* Texto para leitura:
Dissertation
O uso de plantas medicinais na medicina popular praticada em assentamentos do MST do estado do Rio de Janeiro: uma contribuição para o SUS
The use of medicinal plants in folk medicine practiced in MST settlements in the state of Rio de Janeiro: a contribution to the SUS
Registro en:
RICARDO, Letícia Mendes. O uso de plantas medicinais na medicina popular praticada em assentamentos do MST do estado do Rio de Janeiro: uma contribuição para o SUS. 2011. 192 f. Dissertação (Mestrado em Saúde Pública) - Escola Nacional de Saúde Pública Sergio Arouca, Fundação Oswaldo Cruz, Rio de Janeiro, 2011.
Autor
Ricardo, Letícia Mendes
Resumen
No Brasil, as plantas medicinais vêm sendo utilizadas como recursos terapêuticos por grupos
sociais e em momentos históricos diferentes. Nas últimas décadas observou-se o
desenvolvimento de políticas, programas, regulamentos e recomendações sobre plantas
medicinais nas três esferas do governo brasileiro.
O Movimento dos Trabalhadores Rurais Sem-Terra (MST) agrega trabalhadores rurais de
origens diversas e os acampamentos, pré-assentamentos e assentamentos mantêm diferentes
relações com a rede pública de assistência à saúde. Além disso, o Setor de Saúde do
movimento incentiva o uso de plantas medicinais e introduz elementos de diferentes
racionalidades médicas nas áreas.

* Problema a resolver:
Copie sem nenhuma alteração o trecho do texto sobre plantas medicinais que vai de "Dissertation" até "de Janeiro, 2011.", incluindo essas palavras. Para responder, baseie-se apenas no texto.

* Dados guardados:
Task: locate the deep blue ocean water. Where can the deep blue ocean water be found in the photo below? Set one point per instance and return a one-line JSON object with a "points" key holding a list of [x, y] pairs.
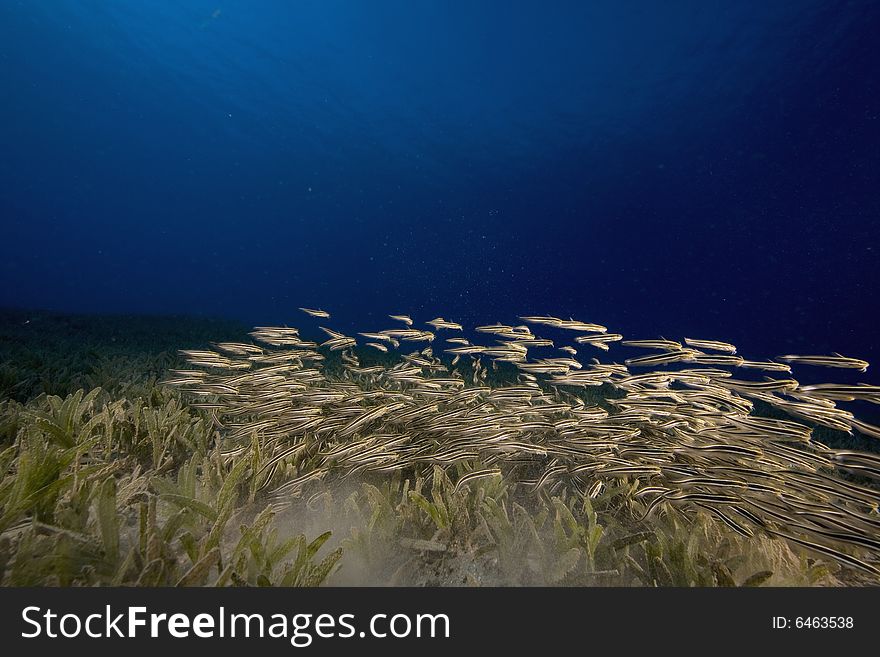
{"points": [[709, 169]]}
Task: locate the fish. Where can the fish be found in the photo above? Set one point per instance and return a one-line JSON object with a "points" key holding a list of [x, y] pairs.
{"points": [[713, 345], [661, 344], [680, 439], [316, 313], [835, 360]]}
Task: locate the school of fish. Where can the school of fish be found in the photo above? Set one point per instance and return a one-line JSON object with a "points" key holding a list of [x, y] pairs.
{"points": [[680, 433]]}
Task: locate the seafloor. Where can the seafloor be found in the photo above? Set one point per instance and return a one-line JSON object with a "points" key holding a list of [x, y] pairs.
{"points": [[111, 478]]}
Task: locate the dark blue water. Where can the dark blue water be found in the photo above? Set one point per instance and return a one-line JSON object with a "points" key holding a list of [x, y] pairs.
{"points": [[687, 168]]}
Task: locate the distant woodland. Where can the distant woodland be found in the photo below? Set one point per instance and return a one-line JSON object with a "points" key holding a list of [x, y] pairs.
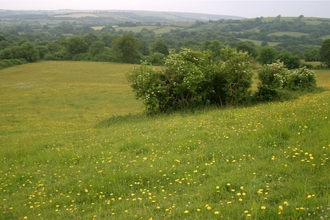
{"points": [[129, 37]]}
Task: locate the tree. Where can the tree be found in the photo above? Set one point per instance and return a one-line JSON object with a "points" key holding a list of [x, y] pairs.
{"points": [[160, 47], [267, 55], [126, 48], [325, 52], [245, 47], [77, 45]]}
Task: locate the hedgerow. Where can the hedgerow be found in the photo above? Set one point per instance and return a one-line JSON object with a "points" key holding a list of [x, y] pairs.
{"points": [[193, 79]]}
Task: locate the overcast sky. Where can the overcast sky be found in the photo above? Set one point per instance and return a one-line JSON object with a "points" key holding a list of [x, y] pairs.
{"points": [[244, 8]]}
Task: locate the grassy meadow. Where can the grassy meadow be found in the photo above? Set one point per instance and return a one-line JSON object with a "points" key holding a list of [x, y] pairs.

* Resposta escrita:
Dissertation
O uso de plantas medicinais na medicina popular praticada em assentamentos do MST do estado do Rio de Janeiro: uma contribuição para o SUS
The use of medicinal plants in folk medicine practiced in MST settlements in the state of Rio de Janeiro: a contribution to the SUS
Registro en:
RICARDO, Letícia Mendes. O uso de plantas medicinais na medicina popular praticada em assentamentos do MST do estado do Rio de Janeiro: uma contribuição para o SUS. 2011. 192 f. Dissertação (Mestrado em Saúde Pública) - Escola Nacional de Saúde Pública Sergio Arouca, Fundação Oswaldo Cruz, Rio de Janeiro, 2011.